Stored items from a collection

★ ★ ★ ★

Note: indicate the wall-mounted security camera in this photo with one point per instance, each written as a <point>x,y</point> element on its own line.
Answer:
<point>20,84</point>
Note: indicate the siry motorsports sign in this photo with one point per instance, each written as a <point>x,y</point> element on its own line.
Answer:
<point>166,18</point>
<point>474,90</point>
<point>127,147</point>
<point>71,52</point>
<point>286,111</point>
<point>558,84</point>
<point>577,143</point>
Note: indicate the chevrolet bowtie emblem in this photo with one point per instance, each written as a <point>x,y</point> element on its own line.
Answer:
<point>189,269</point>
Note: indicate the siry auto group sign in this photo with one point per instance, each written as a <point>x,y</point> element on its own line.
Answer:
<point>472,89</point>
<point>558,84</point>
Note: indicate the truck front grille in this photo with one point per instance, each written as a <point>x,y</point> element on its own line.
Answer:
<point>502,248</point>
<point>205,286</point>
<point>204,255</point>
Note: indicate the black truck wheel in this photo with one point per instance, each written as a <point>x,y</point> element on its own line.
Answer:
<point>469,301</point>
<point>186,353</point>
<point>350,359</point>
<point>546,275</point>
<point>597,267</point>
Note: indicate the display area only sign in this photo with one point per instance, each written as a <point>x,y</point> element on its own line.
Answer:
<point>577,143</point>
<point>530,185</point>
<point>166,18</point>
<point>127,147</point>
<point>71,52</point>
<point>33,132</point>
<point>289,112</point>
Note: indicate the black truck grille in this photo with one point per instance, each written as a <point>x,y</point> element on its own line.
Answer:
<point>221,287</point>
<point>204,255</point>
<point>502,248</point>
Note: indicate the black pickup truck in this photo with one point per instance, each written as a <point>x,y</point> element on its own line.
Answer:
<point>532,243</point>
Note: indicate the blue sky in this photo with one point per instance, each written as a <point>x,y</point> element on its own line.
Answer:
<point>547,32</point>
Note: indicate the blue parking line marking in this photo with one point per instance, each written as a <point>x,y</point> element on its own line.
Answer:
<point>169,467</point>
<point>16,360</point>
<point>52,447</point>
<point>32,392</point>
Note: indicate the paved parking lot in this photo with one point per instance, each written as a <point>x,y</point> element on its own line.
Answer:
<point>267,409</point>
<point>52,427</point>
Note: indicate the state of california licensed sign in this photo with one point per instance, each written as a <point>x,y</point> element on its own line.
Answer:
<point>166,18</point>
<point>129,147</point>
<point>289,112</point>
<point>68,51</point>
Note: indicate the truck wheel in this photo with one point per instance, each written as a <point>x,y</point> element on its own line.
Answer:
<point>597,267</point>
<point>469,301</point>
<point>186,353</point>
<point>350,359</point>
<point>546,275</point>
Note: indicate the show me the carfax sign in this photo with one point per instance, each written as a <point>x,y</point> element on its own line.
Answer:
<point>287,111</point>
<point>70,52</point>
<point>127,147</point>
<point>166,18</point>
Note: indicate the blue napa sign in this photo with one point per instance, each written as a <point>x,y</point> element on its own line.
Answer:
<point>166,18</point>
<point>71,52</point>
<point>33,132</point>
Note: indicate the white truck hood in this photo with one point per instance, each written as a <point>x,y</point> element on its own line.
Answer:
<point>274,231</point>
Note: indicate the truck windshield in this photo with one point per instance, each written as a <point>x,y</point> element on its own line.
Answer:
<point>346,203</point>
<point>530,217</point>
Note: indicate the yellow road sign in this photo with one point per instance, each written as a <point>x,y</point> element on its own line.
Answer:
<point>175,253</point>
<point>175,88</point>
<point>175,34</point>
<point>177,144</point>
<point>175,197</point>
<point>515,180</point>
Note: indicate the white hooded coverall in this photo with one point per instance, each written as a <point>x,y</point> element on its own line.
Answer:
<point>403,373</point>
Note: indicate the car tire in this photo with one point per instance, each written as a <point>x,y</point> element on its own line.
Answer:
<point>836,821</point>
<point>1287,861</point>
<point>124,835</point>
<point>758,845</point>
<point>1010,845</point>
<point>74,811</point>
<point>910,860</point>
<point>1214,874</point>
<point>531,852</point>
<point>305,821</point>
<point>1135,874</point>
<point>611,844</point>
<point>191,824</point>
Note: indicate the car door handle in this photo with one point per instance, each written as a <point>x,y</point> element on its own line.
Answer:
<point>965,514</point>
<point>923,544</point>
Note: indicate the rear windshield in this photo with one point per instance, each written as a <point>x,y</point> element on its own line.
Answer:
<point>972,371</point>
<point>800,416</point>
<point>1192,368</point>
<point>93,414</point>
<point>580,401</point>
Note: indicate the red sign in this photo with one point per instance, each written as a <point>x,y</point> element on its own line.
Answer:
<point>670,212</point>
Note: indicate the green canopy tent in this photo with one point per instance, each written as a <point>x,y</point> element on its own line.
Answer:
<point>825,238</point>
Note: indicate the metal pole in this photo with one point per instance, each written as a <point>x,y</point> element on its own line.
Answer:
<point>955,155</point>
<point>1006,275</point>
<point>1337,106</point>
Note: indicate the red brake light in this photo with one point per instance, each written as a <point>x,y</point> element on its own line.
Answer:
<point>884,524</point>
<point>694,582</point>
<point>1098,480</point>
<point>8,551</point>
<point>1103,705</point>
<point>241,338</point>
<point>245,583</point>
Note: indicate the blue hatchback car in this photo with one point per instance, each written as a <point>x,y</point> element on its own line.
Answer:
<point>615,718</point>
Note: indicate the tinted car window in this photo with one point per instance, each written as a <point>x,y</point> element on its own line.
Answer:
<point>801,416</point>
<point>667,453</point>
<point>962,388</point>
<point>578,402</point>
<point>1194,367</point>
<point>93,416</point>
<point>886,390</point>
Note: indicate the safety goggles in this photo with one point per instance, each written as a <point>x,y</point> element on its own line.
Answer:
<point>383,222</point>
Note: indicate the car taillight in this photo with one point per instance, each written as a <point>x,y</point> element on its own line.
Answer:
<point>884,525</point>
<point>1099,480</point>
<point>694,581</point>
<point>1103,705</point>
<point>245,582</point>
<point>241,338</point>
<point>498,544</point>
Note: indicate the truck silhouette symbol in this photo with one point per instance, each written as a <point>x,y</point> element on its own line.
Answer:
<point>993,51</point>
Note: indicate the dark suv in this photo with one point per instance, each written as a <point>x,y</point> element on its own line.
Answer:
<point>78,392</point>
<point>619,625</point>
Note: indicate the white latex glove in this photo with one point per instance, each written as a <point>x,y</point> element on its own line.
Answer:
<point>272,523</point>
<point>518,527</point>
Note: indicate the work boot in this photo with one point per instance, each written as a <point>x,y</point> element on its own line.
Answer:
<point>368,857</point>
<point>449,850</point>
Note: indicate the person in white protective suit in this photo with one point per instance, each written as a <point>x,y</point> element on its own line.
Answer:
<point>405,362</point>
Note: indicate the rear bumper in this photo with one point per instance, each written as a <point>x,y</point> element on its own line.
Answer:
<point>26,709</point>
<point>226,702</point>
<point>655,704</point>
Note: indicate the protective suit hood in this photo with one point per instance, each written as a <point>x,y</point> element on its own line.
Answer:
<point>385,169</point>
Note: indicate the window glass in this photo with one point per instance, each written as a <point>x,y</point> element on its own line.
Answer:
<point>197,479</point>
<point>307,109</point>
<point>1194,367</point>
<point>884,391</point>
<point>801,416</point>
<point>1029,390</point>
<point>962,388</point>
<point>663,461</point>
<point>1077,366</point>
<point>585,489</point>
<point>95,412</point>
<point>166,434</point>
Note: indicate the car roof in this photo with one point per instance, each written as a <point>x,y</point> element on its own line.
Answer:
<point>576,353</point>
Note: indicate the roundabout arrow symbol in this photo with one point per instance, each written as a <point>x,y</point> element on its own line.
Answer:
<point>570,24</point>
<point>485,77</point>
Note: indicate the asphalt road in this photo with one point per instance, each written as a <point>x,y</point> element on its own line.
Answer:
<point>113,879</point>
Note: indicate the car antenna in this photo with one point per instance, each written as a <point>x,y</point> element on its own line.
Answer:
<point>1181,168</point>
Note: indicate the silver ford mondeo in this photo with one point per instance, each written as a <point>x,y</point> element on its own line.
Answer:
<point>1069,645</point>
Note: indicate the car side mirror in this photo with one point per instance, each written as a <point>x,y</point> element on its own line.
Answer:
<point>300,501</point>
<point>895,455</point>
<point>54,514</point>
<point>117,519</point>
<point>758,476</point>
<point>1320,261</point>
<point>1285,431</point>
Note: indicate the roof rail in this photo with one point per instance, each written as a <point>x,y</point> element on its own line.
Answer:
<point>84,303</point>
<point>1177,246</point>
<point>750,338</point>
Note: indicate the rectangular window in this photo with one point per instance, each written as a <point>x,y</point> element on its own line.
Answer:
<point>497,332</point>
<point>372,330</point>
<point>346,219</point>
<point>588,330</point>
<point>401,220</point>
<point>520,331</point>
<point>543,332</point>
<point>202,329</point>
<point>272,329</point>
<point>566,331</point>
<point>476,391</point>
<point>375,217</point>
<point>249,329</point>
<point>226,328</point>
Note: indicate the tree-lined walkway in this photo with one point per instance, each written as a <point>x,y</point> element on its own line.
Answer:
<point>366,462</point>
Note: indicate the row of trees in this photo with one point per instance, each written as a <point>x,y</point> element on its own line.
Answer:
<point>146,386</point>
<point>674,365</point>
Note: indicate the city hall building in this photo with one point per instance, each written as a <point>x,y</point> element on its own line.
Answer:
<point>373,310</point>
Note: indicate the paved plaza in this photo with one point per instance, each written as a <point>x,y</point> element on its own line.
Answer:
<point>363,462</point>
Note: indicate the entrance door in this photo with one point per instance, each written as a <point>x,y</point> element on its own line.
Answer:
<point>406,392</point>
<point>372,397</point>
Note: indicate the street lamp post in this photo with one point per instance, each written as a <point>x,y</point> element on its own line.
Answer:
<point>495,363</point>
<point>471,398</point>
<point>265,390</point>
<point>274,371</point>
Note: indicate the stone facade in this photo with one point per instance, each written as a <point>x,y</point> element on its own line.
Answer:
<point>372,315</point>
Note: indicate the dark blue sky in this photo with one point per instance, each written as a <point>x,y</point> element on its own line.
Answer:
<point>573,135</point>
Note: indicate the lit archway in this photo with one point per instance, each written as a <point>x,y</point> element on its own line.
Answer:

★ ★ ★ ★

## TASK STATEMENT
Can you copy out, character for character, everything in the material from the line containing "Note: indicate the protective" down to the line containing "<point>385,169</point>", with both of those lines included?

## RESULT OF THIS TASK
Note: indicate the protective suit hood in this photo with one point per instance, each written as a <point>x,y</point> element on its own line.
Answer:
<point>385,169</point>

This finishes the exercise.